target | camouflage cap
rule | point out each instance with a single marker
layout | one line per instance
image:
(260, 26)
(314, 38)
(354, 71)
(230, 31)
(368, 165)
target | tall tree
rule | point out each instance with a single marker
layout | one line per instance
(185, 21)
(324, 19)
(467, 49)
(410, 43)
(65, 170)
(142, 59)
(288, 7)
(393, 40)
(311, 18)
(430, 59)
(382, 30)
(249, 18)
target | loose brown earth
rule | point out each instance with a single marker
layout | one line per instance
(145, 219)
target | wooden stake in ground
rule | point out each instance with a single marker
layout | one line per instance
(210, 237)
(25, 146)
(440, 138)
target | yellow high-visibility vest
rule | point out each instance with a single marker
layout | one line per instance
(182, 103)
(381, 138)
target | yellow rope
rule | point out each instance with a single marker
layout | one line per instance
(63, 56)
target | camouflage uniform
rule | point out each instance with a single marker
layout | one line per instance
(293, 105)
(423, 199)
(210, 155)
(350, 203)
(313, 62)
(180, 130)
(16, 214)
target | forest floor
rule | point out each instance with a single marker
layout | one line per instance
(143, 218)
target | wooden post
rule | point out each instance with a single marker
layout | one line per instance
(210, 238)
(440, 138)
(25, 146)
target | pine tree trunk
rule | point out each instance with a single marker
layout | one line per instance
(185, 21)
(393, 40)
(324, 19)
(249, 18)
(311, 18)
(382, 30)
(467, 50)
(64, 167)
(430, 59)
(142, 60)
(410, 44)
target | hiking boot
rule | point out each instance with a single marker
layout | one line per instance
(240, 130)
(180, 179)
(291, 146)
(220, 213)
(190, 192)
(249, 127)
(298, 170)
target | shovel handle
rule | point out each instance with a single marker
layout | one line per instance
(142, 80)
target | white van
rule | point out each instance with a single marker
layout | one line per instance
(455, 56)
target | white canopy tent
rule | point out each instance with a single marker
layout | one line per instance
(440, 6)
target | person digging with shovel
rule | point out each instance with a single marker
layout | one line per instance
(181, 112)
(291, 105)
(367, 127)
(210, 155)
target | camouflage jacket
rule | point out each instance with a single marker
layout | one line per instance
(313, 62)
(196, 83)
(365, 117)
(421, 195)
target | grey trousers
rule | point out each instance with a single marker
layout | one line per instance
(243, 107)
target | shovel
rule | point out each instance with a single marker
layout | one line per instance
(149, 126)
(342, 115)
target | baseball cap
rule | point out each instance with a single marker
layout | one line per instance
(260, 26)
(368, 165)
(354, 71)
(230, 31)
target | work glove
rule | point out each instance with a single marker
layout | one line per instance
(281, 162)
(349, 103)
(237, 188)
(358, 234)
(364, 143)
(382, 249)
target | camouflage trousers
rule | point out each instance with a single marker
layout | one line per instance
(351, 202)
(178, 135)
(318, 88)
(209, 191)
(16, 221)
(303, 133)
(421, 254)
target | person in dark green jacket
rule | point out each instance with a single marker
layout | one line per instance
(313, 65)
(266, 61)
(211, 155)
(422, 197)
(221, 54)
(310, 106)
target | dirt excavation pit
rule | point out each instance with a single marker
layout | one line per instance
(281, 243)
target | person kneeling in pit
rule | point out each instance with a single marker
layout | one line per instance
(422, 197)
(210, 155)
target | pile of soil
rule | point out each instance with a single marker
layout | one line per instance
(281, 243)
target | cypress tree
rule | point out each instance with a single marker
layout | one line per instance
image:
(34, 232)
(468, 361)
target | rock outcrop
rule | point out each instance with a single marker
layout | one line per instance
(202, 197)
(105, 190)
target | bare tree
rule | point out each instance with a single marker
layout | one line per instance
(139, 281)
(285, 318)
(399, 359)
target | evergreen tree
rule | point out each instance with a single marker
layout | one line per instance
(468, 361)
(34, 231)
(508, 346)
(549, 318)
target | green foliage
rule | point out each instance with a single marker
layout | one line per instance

▶ **OBJECTIVE**
Transcribe the material exactly as it reads.

▶ **ANSWER FOR THE TASK**
target | camouflage cap
rule | point out each instance with a single marker
layout | one line per instance
image:
(260, 26)
(314, 38)
(354, 71)
(230, 31)
(368, 165)
target | tall tree
rule | point out each instance with a single marker
layout | one line per instance
(185, 21)
(324, 19)
(467, 49)
(410, 43)
(65, 170)
(142, 59)
(288, 7)
(393, 40)
(311, 18)
(430, 59)
(382, 30)
(249, 18)
target | loose brown earth
rule | point out each instance with a single marker
layout | one line per instance
(145, 219)
target | wooden stake in ground
rule | point out each instance with a single marker
layout | one line per instance
(210, 237)
(25, 146)
(440, 138)
target | yellow high-visibility vest
rule | point out each instance with a single marker
layout | one line per instance
(182, 103)
(381, 138)
target | yellow rope
rule | point out each instance with a single marker
layout | one line per instance
(63, 56)
target | camouflage uniform
rule | point out each instance with a single marker
layout | one line per instance
(293, 105)
(423, 199)
(210, 155)
(350, 203)
(313, 62)
(180, 130)
(16, 214)
target | forest floor
rule | point out each instance with a single marker
layout | one line per instance
(143, 218)
target | wooden post
rule | point out each instance with a single marker
layout | one line per instance
(210, 238)
(440, 138)
(25, 146)
target | pine tree trunk
rule | point out each instance with a single marker
layout | one line per instance
(185, 21)
(393, 40)
(324, 19)
(249, 18)
(311, 18)
(382, 30)
(467, 50)
(64, 167)
(430, 59)
(142, 60)
(410, 44)
target | hiking boot
rule | point out each instance with a single marker
layout | one line per instance
(240, 130)
(180, 179)
(291, 146)
(220, 213)
(190, 192)
(249, 127)
(298, 170)
target | shovel handle
rule | point out each instance with a single marker
layout | one line per instance
(142, 80)
target | white van
rule | point out each instance with a single marker
layout | one line per instance
(455, 56)
target | white canopy tent
rule | point out each instance with a single marker
layout | one line per instance
(440, 6)
target | person digging with shovel
rule | point out each instance with a single marker
layout | one line per instance
(181, 112)
(291, 105)
(367, 127)
(210, 155)
target | camouflage jacket
rule | point out each instance with a single marker
layout | one line per instance
(313, 62)
(196, 83)
(365, 117)
(421, 195)
target | grey trousers
rule | point out each instance with a single marker
layout | one line per instance
(243, 107)
target | shovel
rule | point out each instance with a single marker
layout | one line per instance
(149, 126)
(342, 115)
target | baseball cap
rule | point out each instance with a single marker
layout | one line per instance
(260, 26)
(368, 165)
(354, 71)
(230, 31)
target | work glove
rule | point out each instance with a single marker
layout | one line per instance
(281, 162)
(349, 103)
(237, 188)
(358, 234)
(364, 143)
(382, 249)
target | camouflage trousers
rule | point out each instance with a single marker
layout | one line per instance
(351, 202)
(178, 135)
(318, 88)
(209, 191)
(16, 221)
(303, 133)
(421, 254)
target | person in dark green jacket
rule | point out each instance with a single marker
layout | one line per instance
(313, 65)
(266, 61)
(211, 155)
(422, 197)
(221, 54)
(310, 106)
target | dirt excavation pit
rule | point out each instance with a single marker
layout | one line per instance
(281, 243)
target | person kneeling in pit
rule | point out each instance with a single marker
layout | one line per instance
(422, 197)
(210, 155)
target | pile of soil
rule | point out each instance with a single marker
layout | one line per instance
(281, 243)
target | cypress tree
rule | point out each instance with a single marker
layout | one line per instance
image:
(34, 232)
(468, 361)
target | rock outcrop
rule | point out each instance with a single marker
layout | one line per instance
(202, 197)
(105, 190)
target | bare tree
rule | point out each instance with a single marker
layout | one line per instance
(139, 281)
(285, 318)
(399, 359)
target | evergreen tree
rule | point out each instance with a single marker
layout | one line per instance
(468, 361)
(34, 231)
(508, 346)
(549, 318)
target | green foliage
rule | point out each instance with a single marker
layout | one line per instance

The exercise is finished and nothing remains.